But some celebs aren't crazy about her approach, such as rapper Offset who challenged her at one point. "This is my interview, it's not yours," said Althoff. "It's ours," responded Offset. "I'm allowing you to interview me. It's a partnership." In another episode, Rainn Wilson puts up with Althoff's nuances as the two paint portraits of each other, until he had enough, concluding with, "Please, God, make this stop." And in yet another installment, Michael Cera simply walked out.
To Althoff, those reactions come with the territory regarding her persona. "She says what she thinks and she doesn't care about what people think about her," Althoff remarked to Rolling Stone. "She leans into the things that people think are stupid about her. With guests, we see what happens. So if the guest is throwing punches, I can throw punches back. If they are super sweet and mellow, then it's like, I then feed off that energy. It's like improv."
She became the victim of a deepfake porn video
While Bobbi Althoff's podcast has delighted the Gen-Z set, her project has also attracted its share of haters, with several of them mercilessly skewering her on social media. Concerning those more malevolent detractors, Althoff said that she brushes them off in her brand of jocularity. "I just respond to people's assumptions with humor and lean into it," she said to Variety. "Make a joke out of it."
But she found nothing funny about one AI-generated post, featuring a deepfake video of an unfettered Althoff in porn mode that somehow surfaced on X, which reportedly, at the time, sported countermeasures to ensure pornographic material didn't appear on its platform. "I was like, 'What ... is this?'" Althoff commented in her own video on Instagram about the incident, per Washington Post. "I felt like it was a mistake or something ... I didn't realize that it was actually people believing that was me."
Initially, Althoff thought she was trending on X on the strength of her podcasts, until her team uncovered the real truth. It took only hours for the video to hit 4.5 million views until it was removed. Another nude Althoff video stayed on for nearly a day, accumulating more than 5 million views before X took it down. By then Althoff had to step in, tweeting on X, per TMZ, "Hate to disappoint you all, but the reason I'm trending is 100% not me & is definitely AI-generated."

■ REQUIREMENT A:
Update the entries below by replacing every "keypoint" with "marker" and changing nothing else. Leave the pictures out.

Object location annotation data:

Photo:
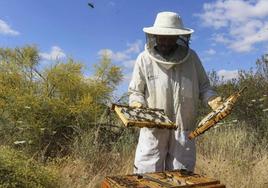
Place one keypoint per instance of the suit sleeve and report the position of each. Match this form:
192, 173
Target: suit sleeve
137, 84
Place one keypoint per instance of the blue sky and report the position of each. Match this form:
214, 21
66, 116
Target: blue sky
229, 34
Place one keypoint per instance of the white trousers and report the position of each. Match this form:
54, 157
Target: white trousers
163, 149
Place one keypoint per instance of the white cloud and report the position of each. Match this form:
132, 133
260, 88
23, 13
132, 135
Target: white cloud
56, 53
246, 22
125, 56
6, 29
210, 51
227, 74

■ REQUIREMENT B:
Write what comes next in the piece above about Bobbi Althoff and the deepfake video, picking up after its last sentence.

■ RESULT A:
Photo:
Place one marker per instance of the suit sleeve and report the position of each. Match this form:
192, 173
Target: suit sleeve
137, 84
Place one marker per instance of the blue sky and report the position of each. Match this form:
214, 21
66, 116
Target: blue sky
229, 34
Place one marker per instance of the white trousers and report the position of each. Match this form:
54, 157
Target: white trousers
163, 149
Place one marker per instance of the white cloud and report the position of each. Match this form:
132, 133
260, 88
23, 13
132, 135
Target: white cloud
56, 53
246, 22
125, 56
6, 29
210, 51
227, 74

■ RESULT B:
Bobbi Althoff's husband divorced her
Bobbi Althoff's reputation might have exploded with the success of "The Really Good Podcast," but it seems that fame's aftershocks had a detrimental effect on her family. In February, her husband, Cory Althoff, a software company vice president, filed for divorce from his wife, citing irreconcilable differences. The legal action ended four years of marriage, although it turned out the couple were separated as early as July 2023. "As most of you have heard, Cory and I have filed for divorce," said Althoff on her Instagram account. "As sad as I am right now, I am so thankful for the time I got to be his wife. Our girls are so lucky to have him as a father & I am so lucky to be able to coparent with such an incredible father and person. While our relationship did not work out as husband and wife, we will always be friends and I will always love him."
The rumor mill connected the dots of the separation, which took place roughly the same time as Althoff's infamous interview with Drake. Althoff denied the rumor in a private DM with Barstool Sports head honcho Dave Portnoy, saying, "I am not commenting publicly, but off the record, you are right. That is not true." Regarding the reason for the split, TMZ sources revealed Cory Althoff felt that his wife's high-profile celeb status was disrupting the family's stability. Remarkably, the couple settled the divorce in two weeks.
She's been accused of copying one of her interview subjects
In her skyrocketing rise to podcast prominence, Bobbi Althoff has become a punching bag for backbiters declaring her an industry plant, and critics dismissing her amateurish hosting skills. Entertainment reporter Jemelle Hill was particularly critical of Althoff's celebrity rap episodes, lamenting on Instagram, "I don't find these types of interviews particularly enjoyable or interesting. Instead it just sadly points out how real hip-hop journalism has been practically erased." But antagonists also believe Althoff stole her interview style from Funny Marco, who made a living with his understated delivery. Althoff jokingly admitted as such to podcaster Keke Palmer, saying "I did, I'm so sorry, Marco, it's up." She later clarified that remark, adding, "The way I found Funny Marco is because someone commented on my page and was like, 'You have such a similar sense of humor to Funny Marco,' and I was like, 'Who's that?'"
For the most part, Funny Marco hadn't made a big deal over the issue, but addressed that alleged misappropriation when he had Althoff on his own "Open Thoughts" podcast. "I say to that, you took my stuff," the host shared. She responded coyly, "I honestly think that we are both doing the same thing a little different." Funny Marco agreed, "I just feel like you're being you, I'm being me." Later, Althoff gifted the host with a huge wad of cash in a Wal-Mart bag as gratitude for helping to build her audience.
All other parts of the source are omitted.